READING TEXT:
━━━

The Hotel The Thief

The Thief

Businesses and product developers often involve their customers when developing new and existing products and services. This makes new demands on how they protect their brands. Choice Hotels learnt that with the choice of the name ‘The Thief’.

Text: Atle Abelsen

Choice Hotel used a selection of its partners and best customers to test out the name of its new hotel "The Thief" on Tjuvholmen. This is entirely in line with a relatively new trend in the business community, where customers are involved to varying degrees in the innovation processes of companies. They call it open innovation, and build on research findings showing that the rate of success in launching new products rises enormously if the customers are involved.

"This makes new demands on the strategy adopted to protect intellectual property rights," Professor Leif Hem of the Norwegian School of Economics (NHH) emphasises. He is a specialist in brand strategies and customer behaviour, and notes that there are still loopholes in the legislation that can be exploited by 'creative people with entrepreneurial genes'.

Customer survey

The example of Choice Hotels and The Thief underlines his point. In 2012, Choice Hotels engaged a firm to develop a name, logo and design for their new hotel on Tjuvholmen in Oslo. The name The Thief was creative and exciting, in view of the place name and the fact that there has been a prison on the site (which also gave rise to the name Tjuvholmen, literally 'Thief Island').

Choice Hotels thought it was an exciting suggestion, but wanted to test it on a selection of partners and 'gold card customers'. One of these gold card customers was in an office share with a person who, on the same day that the survey was sent out, registered the name 'The Thief' as a trademark under 'hotels and restaurants'.

━━━

According to the text about The Thief hotel, in what year did Choice Hotels engage a firm to develop a name, logo and design for its new hotel on Tjuvholmen?

Point localization data

━━━

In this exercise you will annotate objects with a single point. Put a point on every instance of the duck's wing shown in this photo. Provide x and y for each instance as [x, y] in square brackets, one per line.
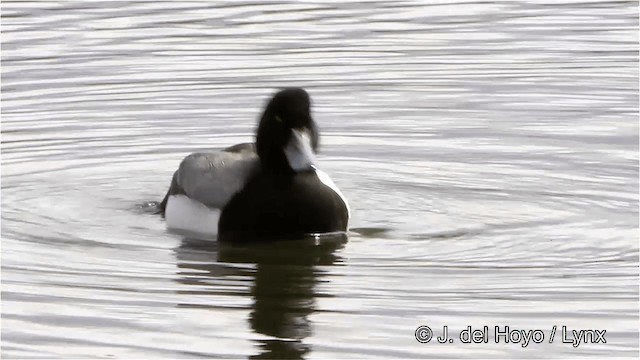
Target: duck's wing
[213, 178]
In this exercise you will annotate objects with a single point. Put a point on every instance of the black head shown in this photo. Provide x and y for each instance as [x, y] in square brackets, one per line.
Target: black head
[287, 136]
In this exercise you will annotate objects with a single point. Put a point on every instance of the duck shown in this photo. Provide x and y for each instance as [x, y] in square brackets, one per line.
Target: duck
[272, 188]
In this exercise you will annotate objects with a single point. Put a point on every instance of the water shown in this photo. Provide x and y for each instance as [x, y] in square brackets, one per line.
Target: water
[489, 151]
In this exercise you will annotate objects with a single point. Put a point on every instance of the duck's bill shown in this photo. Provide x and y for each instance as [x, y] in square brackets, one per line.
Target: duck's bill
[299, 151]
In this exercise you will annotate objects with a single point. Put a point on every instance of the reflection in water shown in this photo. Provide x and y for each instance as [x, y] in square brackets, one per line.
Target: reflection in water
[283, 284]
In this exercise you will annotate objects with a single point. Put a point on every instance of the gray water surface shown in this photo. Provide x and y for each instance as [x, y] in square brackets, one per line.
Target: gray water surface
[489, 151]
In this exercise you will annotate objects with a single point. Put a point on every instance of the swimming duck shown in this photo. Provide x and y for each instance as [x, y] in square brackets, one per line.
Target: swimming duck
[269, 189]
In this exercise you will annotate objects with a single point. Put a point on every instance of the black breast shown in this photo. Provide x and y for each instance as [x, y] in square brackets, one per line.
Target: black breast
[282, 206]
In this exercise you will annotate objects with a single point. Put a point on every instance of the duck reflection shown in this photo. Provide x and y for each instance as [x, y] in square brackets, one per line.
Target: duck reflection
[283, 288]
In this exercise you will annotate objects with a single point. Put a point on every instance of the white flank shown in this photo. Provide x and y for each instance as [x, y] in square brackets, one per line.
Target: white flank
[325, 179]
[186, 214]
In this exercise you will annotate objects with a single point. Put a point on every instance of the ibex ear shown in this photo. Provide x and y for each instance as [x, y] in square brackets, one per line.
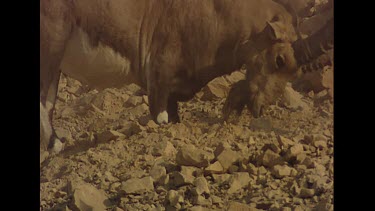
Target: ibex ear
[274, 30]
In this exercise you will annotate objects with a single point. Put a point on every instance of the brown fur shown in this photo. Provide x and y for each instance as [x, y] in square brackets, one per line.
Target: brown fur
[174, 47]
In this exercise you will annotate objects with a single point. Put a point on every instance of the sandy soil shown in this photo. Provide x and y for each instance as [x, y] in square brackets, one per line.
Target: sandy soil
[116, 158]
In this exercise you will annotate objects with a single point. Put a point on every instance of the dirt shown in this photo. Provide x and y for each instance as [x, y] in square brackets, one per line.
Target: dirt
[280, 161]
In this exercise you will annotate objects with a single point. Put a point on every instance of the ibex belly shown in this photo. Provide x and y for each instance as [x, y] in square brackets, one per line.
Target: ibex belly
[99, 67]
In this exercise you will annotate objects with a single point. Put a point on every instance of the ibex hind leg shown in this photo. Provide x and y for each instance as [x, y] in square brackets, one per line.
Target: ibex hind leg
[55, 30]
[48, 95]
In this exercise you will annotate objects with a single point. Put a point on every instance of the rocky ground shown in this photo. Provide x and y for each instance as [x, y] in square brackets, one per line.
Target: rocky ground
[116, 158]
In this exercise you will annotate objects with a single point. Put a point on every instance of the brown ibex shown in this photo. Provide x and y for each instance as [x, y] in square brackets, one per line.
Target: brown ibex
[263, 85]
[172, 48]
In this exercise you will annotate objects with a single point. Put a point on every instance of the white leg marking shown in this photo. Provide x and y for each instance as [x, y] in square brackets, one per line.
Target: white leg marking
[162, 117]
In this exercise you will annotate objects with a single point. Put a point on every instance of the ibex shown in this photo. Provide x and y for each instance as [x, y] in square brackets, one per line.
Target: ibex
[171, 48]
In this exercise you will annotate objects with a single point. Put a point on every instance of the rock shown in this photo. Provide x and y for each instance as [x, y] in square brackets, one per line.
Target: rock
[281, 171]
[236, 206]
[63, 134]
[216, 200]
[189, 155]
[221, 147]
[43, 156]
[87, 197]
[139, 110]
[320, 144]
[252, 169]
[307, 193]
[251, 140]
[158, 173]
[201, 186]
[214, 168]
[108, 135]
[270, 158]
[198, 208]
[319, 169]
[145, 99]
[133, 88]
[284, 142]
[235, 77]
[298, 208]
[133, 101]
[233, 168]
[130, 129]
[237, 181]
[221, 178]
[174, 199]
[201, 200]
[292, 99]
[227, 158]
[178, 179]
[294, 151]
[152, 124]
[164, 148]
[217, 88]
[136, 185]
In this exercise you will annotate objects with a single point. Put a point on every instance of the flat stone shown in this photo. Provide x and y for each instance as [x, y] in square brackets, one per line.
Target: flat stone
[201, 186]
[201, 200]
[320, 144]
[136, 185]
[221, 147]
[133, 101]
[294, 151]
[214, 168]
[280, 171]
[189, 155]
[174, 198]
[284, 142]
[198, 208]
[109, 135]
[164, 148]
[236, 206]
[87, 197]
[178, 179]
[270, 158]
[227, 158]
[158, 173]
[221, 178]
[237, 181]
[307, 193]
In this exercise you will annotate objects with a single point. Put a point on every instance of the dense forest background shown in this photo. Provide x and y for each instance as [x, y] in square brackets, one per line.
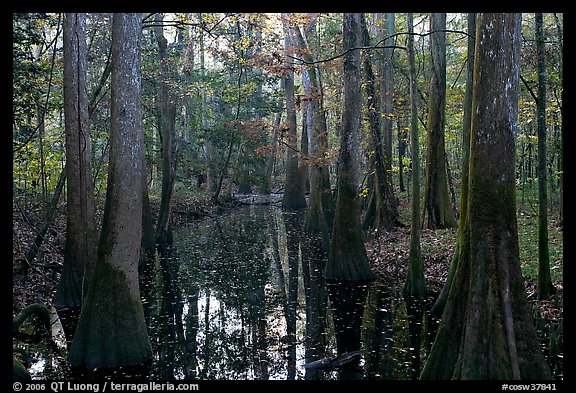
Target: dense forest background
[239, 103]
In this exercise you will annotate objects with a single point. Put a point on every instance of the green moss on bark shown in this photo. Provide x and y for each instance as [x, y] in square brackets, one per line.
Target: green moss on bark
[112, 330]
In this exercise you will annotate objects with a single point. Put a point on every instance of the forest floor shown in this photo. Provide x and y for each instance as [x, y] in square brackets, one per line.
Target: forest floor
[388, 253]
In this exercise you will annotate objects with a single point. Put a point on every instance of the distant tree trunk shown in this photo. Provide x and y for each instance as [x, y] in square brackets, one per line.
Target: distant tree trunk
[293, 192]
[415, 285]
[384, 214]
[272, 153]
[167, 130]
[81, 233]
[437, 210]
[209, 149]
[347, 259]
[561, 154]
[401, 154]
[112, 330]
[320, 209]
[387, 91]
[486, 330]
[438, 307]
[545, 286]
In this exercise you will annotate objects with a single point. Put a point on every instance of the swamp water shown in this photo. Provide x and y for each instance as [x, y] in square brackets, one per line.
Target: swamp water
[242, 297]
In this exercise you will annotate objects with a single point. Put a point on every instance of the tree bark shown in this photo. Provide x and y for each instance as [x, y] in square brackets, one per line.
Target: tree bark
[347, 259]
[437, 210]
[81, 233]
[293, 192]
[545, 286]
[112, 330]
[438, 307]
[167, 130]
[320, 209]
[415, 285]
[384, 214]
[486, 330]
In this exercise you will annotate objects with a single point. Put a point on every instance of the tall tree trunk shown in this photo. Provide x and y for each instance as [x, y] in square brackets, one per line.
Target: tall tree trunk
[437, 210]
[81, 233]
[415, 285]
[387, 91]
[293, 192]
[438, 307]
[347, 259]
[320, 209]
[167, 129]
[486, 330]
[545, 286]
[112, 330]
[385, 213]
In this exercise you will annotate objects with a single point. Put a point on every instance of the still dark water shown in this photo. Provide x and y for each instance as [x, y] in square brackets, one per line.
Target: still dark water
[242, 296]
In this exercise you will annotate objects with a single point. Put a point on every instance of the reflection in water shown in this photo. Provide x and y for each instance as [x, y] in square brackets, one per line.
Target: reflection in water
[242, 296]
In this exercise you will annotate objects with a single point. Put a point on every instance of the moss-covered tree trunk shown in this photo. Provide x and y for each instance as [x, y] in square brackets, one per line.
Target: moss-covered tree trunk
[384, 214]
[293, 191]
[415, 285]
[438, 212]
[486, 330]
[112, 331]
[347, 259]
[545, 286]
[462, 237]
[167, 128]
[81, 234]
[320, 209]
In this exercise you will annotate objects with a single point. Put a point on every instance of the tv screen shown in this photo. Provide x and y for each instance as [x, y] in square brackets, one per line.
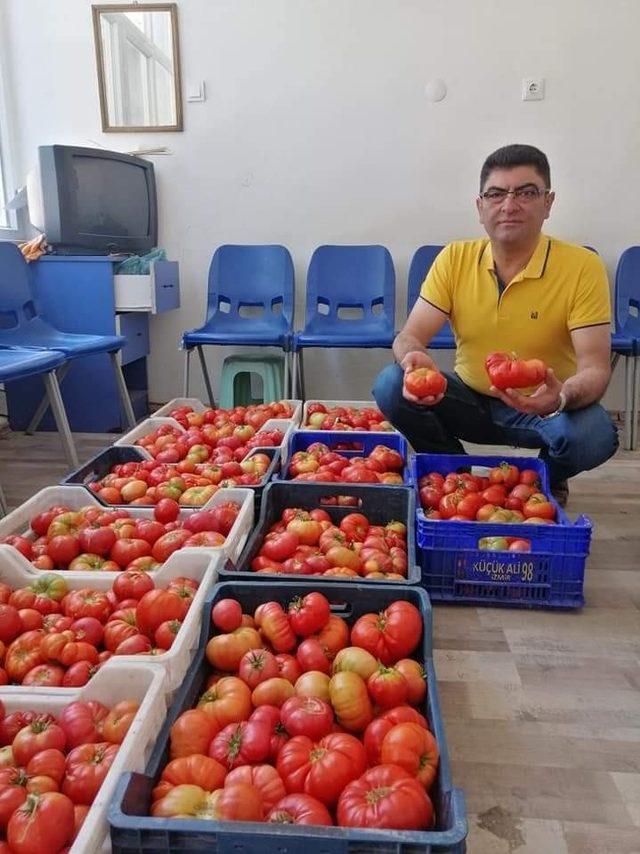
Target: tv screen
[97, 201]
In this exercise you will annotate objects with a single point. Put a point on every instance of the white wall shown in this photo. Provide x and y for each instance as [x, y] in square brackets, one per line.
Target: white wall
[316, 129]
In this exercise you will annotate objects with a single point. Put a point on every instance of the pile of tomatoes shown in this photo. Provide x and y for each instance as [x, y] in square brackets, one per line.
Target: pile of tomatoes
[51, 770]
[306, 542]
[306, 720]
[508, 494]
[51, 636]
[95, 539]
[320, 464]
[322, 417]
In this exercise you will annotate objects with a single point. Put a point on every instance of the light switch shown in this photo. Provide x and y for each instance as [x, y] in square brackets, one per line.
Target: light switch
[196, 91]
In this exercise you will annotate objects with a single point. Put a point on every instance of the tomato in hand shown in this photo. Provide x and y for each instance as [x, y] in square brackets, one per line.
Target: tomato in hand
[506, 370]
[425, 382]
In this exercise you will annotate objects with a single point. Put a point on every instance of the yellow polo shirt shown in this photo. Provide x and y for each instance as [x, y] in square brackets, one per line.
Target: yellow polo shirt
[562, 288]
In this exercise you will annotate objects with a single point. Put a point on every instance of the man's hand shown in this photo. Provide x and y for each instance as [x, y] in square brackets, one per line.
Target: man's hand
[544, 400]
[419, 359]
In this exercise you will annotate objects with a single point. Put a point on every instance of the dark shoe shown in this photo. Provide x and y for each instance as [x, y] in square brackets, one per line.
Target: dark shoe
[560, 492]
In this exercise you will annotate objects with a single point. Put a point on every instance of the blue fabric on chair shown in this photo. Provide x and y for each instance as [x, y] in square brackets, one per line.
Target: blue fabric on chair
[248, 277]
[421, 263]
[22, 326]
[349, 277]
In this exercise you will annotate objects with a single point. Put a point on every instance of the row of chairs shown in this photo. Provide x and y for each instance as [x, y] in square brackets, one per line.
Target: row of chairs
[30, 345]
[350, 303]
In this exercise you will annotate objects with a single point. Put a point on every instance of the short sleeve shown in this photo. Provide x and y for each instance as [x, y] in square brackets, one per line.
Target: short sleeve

━━━

RESULT FOR THIS TASK: 2012